TASK DESCRIPTION:
Could you set down exactly the lines in the records below between the line holding "box: [605, 68, 617, 230]" and the line holding "positive clicks: (875, 771)", inclusive?

-- DATA follows --

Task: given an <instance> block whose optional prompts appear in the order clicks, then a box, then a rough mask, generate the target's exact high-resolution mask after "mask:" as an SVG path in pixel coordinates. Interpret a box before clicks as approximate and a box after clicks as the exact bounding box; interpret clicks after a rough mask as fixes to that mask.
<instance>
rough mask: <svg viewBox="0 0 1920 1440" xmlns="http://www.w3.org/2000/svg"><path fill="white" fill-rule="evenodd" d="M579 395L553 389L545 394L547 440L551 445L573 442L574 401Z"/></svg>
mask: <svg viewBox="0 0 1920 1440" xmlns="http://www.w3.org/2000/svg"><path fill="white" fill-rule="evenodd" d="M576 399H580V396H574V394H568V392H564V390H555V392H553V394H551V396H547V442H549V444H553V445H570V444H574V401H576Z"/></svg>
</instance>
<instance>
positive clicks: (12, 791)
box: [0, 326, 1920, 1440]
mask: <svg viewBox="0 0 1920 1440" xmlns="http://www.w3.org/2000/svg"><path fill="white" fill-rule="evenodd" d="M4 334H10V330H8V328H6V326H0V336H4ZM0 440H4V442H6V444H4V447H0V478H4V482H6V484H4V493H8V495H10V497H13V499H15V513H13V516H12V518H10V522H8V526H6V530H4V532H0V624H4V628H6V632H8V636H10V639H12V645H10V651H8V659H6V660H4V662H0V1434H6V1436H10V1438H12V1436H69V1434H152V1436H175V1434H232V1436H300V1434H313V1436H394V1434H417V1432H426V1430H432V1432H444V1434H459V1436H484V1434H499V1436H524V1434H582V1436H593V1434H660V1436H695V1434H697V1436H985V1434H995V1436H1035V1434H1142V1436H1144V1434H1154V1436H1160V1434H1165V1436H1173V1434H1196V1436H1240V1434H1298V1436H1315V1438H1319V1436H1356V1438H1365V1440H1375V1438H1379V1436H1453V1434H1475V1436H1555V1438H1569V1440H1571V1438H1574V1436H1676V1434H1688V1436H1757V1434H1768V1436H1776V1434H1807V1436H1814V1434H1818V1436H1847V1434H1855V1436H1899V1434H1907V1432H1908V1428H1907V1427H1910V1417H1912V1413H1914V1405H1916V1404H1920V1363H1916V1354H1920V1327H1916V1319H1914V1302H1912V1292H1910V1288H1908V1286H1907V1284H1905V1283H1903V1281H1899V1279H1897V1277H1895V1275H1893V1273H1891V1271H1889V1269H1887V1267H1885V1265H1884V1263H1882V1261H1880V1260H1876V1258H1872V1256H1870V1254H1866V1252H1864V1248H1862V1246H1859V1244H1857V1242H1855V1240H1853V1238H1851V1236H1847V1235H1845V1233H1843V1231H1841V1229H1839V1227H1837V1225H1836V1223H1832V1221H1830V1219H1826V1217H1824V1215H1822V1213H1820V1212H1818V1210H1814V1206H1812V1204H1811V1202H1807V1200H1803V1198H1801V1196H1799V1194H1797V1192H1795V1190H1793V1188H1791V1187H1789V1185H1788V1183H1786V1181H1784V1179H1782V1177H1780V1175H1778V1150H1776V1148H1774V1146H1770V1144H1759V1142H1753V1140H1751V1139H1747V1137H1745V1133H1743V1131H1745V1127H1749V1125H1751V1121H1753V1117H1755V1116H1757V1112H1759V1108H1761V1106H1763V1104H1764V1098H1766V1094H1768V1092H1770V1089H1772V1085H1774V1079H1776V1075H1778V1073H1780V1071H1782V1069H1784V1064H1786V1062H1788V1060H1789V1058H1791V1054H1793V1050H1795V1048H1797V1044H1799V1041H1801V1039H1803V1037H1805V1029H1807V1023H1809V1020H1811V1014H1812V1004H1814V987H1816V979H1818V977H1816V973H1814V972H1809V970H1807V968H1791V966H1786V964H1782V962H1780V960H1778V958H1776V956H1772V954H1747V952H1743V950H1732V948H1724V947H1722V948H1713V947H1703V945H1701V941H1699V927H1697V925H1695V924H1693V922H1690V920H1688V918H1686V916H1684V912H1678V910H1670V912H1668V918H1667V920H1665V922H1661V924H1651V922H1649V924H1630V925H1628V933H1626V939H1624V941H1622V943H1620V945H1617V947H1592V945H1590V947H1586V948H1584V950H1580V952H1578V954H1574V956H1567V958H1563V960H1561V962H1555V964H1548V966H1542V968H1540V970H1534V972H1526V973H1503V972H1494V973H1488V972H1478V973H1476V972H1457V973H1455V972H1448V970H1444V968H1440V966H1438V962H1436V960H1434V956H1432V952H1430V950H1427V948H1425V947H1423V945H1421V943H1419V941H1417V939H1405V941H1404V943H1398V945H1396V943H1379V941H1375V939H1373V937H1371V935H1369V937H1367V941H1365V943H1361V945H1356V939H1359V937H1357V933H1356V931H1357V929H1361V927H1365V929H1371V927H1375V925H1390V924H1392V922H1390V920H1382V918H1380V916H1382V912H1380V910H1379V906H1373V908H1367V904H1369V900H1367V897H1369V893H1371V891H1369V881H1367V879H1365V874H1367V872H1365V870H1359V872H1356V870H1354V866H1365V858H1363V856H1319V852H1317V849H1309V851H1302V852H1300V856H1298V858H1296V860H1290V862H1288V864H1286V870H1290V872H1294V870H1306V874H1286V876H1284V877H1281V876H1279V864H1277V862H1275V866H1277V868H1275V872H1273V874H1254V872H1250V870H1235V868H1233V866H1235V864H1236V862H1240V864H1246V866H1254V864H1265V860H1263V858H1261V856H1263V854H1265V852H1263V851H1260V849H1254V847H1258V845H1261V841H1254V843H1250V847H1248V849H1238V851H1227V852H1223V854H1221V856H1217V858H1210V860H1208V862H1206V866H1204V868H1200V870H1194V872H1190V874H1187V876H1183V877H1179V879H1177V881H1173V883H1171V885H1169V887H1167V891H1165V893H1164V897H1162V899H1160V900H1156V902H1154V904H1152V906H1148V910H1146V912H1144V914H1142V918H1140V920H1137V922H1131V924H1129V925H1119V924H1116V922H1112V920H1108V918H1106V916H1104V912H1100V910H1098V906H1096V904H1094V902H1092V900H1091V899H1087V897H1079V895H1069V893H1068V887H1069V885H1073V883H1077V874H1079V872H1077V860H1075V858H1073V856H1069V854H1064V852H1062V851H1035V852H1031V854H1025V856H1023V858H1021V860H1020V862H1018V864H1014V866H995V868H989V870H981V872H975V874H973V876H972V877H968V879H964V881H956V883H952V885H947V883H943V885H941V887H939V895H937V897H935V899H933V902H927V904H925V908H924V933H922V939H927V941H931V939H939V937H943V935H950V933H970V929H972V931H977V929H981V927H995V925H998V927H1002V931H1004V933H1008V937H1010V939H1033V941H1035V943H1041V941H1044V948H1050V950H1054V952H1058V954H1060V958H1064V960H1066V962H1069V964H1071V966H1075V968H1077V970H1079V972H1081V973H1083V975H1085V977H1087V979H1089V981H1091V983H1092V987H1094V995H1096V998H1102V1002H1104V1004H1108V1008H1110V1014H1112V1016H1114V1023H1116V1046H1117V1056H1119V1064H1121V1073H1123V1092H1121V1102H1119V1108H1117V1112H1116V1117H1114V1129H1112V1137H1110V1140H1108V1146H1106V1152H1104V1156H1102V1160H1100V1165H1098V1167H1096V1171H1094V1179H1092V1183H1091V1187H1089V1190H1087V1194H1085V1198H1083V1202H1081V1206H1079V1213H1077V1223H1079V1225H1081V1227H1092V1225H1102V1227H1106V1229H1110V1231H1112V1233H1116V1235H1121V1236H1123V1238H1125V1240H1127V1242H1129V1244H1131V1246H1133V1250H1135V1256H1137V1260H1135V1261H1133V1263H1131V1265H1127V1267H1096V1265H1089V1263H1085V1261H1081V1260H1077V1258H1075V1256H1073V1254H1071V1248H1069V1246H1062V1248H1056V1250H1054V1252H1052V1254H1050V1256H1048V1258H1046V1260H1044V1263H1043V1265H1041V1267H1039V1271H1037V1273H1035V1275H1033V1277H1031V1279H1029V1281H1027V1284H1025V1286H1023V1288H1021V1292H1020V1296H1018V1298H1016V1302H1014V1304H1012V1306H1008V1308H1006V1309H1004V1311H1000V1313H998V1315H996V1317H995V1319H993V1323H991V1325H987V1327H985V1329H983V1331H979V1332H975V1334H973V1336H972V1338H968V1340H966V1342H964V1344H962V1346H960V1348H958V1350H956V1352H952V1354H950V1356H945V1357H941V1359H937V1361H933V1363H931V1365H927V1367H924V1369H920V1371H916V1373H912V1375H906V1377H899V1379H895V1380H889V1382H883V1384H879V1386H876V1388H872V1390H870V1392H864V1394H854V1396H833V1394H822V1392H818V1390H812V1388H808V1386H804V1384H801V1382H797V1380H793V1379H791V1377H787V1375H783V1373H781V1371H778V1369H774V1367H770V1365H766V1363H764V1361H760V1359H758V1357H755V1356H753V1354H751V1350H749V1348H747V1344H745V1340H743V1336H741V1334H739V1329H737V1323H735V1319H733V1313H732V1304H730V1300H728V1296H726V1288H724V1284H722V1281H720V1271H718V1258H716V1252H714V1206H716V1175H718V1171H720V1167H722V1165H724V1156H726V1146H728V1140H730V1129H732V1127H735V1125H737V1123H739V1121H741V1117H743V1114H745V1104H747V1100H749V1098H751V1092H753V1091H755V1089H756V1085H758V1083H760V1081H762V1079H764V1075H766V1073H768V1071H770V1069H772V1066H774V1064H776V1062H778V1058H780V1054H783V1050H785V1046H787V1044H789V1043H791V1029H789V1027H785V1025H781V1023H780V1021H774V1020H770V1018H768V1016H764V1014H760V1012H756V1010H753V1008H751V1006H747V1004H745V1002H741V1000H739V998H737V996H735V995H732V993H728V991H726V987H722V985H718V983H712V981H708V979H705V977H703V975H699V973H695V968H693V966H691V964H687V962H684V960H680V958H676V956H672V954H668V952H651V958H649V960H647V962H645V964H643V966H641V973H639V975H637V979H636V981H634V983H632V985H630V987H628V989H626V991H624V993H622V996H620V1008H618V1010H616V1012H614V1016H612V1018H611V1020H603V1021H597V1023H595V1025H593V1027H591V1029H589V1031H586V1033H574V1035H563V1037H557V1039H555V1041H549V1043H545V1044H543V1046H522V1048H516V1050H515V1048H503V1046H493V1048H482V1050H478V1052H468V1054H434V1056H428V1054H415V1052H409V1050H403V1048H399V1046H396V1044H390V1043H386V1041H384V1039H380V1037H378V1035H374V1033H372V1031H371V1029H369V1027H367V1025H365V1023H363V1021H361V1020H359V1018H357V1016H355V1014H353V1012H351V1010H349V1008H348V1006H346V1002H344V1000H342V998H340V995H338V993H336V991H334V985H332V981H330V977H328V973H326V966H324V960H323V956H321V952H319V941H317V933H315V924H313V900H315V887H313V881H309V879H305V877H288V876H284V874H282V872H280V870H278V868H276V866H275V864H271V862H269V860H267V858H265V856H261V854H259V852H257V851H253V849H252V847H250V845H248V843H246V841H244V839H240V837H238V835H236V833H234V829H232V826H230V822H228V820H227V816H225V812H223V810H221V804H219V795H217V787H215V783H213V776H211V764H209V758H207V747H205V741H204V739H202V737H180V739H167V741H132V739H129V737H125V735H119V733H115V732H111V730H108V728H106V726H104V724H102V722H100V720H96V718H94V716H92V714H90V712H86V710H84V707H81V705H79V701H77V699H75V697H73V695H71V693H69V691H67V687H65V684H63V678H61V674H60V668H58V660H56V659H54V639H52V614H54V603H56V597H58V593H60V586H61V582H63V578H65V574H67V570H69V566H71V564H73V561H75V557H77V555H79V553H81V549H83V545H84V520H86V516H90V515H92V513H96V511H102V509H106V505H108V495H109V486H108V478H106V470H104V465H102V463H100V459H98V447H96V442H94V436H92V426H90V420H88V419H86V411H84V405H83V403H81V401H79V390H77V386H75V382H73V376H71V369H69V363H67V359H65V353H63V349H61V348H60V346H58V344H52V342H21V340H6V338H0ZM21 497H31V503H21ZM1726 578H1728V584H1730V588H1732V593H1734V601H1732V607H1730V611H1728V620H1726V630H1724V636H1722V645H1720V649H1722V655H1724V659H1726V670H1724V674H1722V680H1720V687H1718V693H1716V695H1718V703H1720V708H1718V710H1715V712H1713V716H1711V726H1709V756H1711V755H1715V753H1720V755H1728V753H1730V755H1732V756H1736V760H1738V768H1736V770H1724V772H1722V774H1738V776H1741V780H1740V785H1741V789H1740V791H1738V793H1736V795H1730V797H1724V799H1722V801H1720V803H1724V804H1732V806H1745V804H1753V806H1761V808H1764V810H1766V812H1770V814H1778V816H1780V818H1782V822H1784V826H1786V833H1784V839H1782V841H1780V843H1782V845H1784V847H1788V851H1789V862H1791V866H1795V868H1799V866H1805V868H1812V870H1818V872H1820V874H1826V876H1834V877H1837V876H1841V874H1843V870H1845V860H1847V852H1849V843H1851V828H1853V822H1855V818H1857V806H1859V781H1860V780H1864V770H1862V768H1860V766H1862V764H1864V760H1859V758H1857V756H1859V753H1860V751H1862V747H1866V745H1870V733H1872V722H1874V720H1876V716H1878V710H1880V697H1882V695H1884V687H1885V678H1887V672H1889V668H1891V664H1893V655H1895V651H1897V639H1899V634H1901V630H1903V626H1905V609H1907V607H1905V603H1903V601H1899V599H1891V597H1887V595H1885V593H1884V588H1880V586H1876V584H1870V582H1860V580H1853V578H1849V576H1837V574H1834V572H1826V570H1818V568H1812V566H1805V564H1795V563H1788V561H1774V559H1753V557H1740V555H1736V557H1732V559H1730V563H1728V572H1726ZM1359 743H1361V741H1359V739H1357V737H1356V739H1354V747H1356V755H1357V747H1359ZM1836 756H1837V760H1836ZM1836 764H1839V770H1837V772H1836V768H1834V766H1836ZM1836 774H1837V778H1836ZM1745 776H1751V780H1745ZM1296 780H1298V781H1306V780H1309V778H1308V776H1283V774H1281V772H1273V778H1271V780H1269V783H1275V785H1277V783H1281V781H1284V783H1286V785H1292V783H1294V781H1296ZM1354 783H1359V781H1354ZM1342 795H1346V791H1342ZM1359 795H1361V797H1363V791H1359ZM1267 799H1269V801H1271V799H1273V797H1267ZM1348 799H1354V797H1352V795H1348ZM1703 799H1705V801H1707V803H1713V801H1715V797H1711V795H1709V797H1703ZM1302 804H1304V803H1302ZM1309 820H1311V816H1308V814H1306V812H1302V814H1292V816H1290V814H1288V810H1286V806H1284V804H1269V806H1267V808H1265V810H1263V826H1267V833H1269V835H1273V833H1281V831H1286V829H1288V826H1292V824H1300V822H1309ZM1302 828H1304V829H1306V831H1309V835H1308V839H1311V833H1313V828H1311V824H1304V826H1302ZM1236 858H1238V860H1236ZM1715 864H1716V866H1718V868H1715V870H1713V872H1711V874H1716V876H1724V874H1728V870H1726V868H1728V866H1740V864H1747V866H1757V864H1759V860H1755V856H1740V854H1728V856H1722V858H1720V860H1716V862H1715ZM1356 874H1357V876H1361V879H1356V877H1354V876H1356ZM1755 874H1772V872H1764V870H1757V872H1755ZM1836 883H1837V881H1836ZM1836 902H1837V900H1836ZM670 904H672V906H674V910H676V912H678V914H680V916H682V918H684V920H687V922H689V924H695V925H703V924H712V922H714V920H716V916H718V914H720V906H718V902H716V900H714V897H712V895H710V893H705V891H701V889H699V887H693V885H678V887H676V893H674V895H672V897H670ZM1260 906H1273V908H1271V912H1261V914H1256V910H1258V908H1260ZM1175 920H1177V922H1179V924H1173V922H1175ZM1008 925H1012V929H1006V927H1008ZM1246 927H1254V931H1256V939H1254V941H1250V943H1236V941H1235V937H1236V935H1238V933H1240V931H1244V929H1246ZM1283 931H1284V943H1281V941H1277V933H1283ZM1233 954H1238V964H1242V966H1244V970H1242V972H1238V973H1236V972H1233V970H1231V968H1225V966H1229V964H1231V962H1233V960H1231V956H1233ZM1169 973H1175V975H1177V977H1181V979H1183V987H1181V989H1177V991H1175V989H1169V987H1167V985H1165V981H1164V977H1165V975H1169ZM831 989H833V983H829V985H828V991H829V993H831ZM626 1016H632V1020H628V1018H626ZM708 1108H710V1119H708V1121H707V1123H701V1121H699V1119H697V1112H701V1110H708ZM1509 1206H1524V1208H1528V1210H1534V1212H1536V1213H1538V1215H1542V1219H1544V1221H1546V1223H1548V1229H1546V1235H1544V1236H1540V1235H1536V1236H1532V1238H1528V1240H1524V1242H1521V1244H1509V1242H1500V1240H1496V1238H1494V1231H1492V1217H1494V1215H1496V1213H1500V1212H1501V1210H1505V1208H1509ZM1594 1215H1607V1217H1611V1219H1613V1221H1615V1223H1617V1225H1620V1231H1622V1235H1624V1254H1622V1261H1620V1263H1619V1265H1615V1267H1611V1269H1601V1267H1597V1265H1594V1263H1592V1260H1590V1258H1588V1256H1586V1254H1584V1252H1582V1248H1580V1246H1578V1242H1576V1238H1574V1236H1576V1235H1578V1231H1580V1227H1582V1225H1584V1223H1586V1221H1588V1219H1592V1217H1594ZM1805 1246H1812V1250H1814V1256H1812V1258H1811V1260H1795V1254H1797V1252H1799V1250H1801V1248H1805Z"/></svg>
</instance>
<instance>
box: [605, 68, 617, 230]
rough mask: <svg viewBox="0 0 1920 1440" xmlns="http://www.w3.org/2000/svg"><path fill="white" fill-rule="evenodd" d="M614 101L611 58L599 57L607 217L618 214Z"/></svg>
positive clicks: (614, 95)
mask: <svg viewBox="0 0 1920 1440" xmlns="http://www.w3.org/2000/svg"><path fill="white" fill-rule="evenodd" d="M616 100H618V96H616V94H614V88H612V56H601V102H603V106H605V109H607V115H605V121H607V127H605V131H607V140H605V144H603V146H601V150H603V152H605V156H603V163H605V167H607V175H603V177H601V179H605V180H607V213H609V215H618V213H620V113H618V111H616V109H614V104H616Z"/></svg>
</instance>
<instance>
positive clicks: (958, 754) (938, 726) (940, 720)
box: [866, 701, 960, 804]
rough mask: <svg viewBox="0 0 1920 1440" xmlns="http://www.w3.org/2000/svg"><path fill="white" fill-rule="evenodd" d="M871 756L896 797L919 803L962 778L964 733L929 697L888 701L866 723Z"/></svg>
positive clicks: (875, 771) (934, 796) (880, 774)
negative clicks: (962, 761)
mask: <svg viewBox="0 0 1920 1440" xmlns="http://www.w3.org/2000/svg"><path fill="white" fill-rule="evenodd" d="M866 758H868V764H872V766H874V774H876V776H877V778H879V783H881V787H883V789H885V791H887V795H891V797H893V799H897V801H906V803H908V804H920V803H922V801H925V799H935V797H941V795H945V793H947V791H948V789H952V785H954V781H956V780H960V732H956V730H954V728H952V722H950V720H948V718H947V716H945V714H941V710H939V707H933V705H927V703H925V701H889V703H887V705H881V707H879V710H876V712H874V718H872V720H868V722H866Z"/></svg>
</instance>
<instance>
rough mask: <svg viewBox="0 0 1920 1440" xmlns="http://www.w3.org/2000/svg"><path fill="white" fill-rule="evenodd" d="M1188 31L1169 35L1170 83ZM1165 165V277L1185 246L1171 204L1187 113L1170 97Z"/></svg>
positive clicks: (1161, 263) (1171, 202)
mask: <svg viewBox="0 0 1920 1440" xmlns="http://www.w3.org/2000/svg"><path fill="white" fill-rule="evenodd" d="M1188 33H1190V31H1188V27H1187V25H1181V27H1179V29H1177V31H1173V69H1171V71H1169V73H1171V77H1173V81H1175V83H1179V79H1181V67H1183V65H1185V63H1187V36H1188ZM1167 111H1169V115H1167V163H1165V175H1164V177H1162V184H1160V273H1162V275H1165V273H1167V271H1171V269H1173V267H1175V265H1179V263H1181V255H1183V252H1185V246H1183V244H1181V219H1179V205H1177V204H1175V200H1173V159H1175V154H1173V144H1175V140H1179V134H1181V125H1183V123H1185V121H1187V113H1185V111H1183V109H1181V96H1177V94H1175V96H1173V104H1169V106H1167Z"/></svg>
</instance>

-- DATA concluded --

TASK SOLUTION:
box: [605, 68, 617, 230]
rough mask: <svg viewBox="0 0 1920 1440" xmlns="http://www.w3.org/2000/svg"><path fill="white" fill-rule="evenodd" d="M614 101L611 58L599 57L607 217L618 214Z"/></svg>
positive clicks: (614, 95)
mask: <svg viewBox="0 0 1920 1440" xmlns="http://www.w3.org/2000/svg"><path fill="white" fill-rule="evenodd" d="M616 100H618V96H616V94H614V88H612V56H601V102H603V106H605V109H607V115H605V121H607V127H605V131H607V140H605V144H603V146H601V150H603V152H605V156H603V163H605V167H607V175H603V177H601V179H605V180H607V213H609V215H618V213H620V113H618V111H616V109H614V104H616Z"/></svg>
</instance>
<instance>
positive clicks: (958, 754) (938, 726) (940, 720)
box: [866, 701, 960, 804]
rough mask: <svg viewBox="0 0 1920 1440" xmlns="http://www.w3.org/2000/svg"><path fill="white" fill-rule="evenodd" d="M871 756L896 797L919 803L962 778L964 733L929 697L888 701L866 723Z"/></svg>
positive clicks: (875, 771) (934, 796) (880, 774)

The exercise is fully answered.